__Source__:
···

The complete analysis report is available in Review Author Influence Report
This project focuses on predicting the influence of review authors in both real-life and online environments using Weka machine learning toolkit. The goal is to identify influential reviewers who can significantly impact business outcomes, enabling targeted marketing, customer engagement strategies, and improved business decision-making.
The data for predicting real-life influence was processed using Python and Weka. Key steps included converting numeric variables to nominal and handling class imbalance through the SMOTE technique.
The models chosen to be trained are OneR, Decision Tree J48, Random Forest, Cost Sensitive Classification (J48/Random Forest/OneR as the base classifier) using the original imbalanced data and rebalanced data using SMOTE methods. Model training is conducted through 3 rounds:
- Round 1: Initial models were trained on imbalanced data without SMOTE, including all variables.
- Round 2: SMOTE was applied to balance the dataset, and all variables were included.
- Round 3: A more refined model was developed by applying SMOTE and excluding the
Author_num_reviewsattribute through attribute selection.
The best-performing model for predicting real-life influence was identified based on its ability to accurately predict the minority class (highly influential authors) while minimizing misclassification costs. Achieved 85.90% accuracy.
Similar to the real-life model, the data was preprocessed by converting variables to nominal and balancing the dataset with SMOTE to ensure accurate predictions of online influence.

···

__Task instructions__: In the text about review author influence, what accuracy did the best-performing model for predicting real-life influence achieve? The lines are from a separate source, not from the text about review author influence.

···

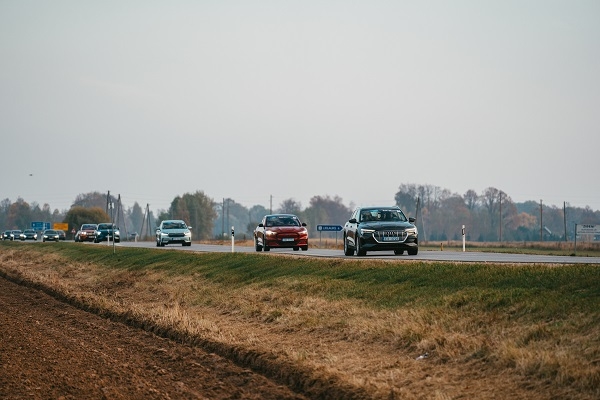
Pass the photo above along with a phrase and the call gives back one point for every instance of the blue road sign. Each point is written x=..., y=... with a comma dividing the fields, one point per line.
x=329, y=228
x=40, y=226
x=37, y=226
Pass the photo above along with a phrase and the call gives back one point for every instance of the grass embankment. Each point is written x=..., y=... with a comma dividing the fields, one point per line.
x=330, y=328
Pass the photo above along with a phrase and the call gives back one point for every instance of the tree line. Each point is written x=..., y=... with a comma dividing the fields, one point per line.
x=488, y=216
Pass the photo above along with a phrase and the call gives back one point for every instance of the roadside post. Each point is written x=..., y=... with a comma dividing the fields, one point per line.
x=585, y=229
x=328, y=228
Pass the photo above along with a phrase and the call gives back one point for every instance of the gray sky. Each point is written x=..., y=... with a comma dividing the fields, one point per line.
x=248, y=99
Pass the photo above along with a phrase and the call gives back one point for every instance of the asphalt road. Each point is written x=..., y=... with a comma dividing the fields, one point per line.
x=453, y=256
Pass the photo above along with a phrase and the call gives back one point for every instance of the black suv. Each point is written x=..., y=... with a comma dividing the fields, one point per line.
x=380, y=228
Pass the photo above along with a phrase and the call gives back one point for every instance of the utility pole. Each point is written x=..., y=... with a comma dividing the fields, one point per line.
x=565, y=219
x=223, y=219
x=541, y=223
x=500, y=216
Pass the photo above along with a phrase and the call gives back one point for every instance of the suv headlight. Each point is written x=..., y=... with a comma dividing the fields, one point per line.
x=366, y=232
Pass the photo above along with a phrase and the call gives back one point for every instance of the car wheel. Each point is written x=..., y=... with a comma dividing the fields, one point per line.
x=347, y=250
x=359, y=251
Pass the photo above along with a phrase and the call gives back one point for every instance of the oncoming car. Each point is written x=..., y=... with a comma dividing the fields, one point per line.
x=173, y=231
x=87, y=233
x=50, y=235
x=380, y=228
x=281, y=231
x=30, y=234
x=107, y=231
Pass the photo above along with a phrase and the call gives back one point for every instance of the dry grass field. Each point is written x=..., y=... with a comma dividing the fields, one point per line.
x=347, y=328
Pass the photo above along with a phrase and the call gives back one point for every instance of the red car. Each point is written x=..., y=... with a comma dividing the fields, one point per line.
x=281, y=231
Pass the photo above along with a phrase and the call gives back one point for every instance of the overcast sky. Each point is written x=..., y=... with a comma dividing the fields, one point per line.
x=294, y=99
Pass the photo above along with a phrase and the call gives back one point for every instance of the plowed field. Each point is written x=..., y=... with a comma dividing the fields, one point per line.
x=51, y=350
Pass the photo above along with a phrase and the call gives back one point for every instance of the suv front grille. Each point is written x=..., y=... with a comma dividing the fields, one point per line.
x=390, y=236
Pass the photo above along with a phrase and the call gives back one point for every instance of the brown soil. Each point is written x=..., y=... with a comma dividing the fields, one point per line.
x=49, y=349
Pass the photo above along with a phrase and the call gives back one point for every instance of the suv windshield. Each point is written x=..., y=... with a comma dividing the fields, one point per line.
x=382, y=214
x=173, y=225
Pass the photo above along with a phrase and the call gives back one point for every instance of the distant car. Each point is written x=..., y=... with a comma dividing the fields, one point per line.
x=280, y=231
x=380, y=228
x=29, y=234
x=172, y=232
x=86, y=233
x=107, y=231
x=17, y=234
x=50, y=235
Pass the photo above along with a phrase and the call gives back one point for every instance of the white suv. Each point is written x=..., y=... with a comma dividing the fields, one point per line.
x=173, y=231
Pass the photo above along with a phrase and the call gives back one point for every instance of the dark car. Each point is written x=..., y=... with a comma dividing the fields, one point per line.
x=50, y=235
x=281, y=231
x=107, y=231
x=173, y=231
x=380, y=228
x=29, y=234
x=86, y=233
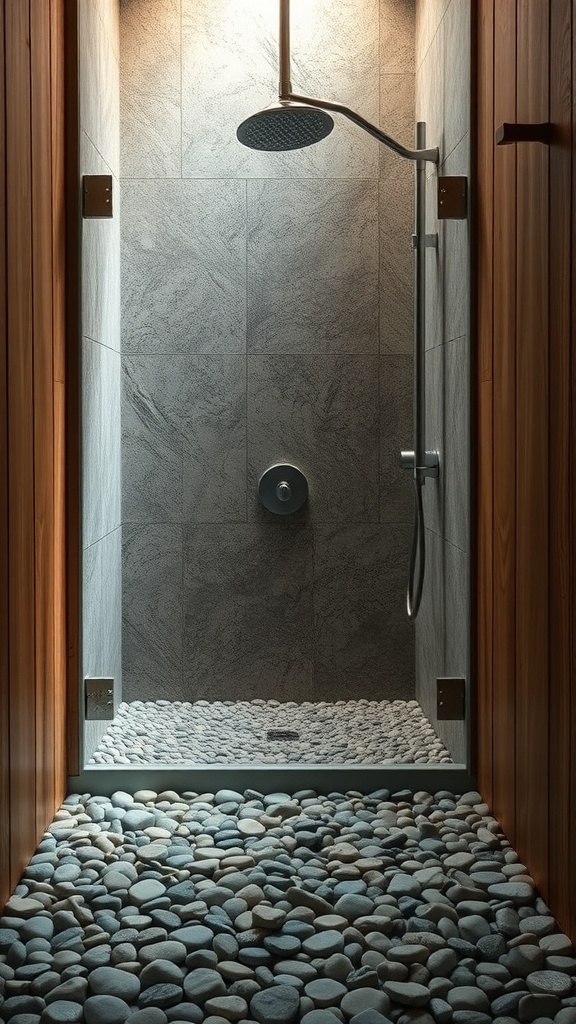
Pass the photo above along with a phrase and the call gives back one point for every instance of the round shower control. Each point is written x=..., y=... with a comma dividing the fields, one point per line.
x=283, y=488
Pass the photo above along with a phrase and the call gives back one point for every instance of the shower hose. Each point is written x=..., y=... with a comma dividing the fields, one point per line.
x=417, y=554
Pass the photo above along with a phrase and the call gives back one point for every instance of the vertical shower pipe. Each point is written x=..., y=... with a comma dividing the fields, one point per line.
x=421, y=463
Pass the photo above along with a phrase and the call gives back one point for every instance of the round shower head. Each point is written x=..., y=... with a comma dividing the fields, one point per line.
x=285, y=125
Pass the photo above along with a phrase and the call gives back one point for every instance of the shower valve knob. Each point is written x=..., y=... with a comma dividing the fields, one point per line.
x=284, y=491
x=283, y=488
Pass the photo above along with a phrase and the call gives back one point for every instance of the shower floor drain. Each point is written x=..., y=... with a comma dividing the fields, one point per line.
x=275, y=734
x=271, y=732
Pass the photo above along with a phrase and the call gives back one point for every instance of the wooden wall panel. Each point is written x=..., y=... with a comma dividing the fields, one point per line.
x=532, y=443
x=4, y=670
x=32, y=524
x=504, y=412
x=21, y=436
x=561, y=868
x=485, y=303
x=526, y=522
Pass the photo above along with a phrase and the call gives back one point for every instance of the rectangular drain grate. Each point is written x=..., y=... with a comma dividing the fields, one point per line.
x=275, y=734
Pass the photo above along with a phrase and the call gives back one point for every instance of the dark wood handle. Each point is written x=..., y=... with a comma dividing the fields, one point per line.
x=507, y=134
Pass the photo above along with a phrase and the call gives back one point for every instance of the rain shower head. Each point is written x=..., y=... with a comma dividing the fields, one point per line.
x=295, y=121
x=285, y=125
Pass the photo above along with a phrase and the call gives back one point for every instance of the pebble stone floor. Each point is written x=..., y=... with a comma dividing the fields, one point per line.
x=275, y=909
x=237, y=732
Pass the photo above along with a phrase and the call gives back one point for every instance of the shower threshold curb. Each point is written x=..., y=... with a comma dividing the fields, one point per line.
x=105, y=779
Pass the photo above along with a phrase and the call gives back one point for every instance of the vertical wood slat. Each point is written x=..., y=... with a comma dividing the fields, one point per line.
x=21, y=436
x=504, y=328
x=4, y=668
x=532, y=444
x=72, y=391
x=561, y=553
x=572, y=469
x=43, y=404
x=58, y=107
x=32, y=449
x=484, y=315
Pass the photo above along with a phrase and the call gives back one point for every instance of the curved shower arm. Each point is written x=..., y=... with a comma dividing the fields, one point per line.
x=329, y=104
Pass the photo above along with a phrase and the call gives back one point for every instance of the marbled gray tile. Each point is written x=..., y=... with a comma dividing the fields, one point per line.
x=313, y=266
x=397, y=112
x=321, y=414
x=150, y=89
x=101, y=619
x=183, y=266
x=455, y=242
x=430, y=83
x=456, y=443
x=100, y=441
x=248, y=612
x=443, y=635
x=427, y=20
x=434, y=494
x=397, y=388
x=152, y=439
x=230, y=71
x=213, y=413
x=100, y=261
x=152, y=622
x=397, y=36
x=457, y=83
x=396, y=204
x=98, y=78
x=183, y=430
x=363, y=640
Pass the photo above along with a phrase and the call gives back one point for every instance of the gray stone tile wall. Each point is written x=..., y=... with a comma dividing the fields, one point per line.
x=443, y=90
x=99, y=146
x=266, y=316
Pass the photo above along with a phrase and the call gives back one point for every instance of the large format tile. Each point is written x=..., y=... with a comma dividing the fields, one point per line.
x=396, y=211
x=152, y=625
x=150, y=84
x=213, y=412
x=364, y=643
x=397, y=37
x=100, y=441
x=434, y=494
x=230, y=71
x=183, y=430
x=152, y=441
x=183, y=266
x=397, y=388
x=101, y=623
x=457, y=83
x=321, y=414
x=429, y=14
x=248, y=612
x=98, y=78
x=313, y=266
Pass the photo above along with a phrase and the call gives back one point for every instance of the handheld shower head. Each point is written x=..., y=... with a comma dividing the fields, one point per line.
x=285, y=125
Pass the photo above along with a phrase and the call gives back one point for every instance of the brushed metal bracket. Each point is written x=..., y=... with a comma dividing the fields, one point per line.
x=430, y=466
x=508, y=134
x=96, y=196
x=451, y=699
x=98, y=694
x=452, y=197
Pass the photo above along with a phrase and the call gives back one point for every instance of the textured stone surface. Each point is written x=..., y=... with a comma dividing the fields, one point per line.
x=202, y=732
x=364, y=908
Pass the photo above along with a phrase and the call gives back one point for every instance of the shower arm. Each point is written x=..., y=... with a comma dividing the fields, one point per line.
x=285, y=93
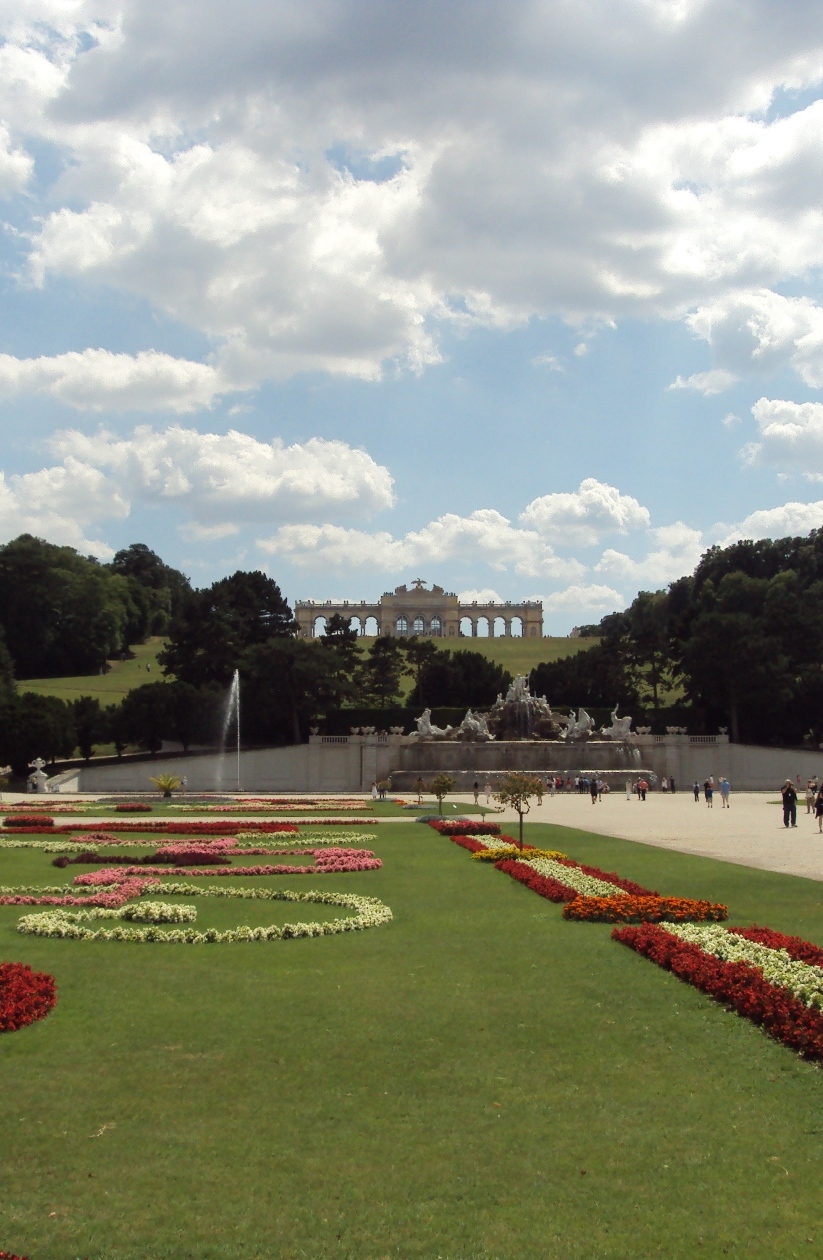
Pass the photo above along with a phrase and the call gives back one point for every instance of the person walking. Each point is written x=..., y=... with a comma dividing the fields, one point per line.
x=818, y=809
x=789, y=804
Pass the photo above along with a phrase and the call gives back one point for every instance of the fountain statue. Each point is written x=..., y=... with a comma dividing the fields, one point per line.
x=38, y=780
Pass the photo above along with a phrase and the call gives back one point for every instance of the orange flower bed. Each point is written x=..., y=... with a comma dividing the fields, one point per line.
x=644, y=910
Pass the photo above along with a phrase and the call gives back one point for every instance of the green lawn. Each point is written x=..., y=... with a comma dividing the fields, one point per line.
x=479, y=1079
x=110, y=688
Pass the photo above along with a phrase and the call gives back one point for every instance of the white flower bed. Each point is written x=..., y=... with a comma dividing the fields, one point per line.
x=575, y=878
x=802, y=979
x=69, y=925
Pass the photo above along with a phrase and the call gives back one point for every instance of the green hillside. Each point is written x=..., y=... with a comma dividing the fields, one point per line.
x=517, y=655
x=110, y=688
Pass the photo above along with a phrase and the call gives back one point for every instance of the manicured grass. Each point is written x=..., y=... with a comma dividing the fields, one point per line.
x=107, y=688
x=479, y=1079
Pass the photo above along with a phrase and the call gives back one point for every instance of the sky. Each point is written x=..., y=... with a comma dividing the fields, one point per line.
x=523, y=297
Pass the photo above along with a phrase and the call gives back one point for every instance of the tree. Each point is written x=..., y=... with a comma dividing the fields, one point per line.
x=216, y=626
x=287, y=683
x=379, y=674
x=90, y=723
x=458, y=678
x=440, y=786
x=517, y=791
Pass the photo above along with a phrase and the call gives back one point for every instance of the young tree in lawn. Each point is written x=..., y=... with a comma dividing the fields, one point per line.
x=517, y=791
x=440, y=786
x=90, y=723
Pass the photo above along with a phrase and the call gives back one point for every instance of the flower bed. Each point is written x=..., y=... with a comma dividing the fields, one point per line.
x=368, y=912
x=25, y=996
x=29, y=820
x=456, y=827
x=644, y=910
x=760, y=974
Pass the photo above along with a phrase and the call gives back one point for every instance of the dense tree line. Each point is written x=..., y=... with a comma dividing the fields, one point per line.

···

__Written response__: 85.90%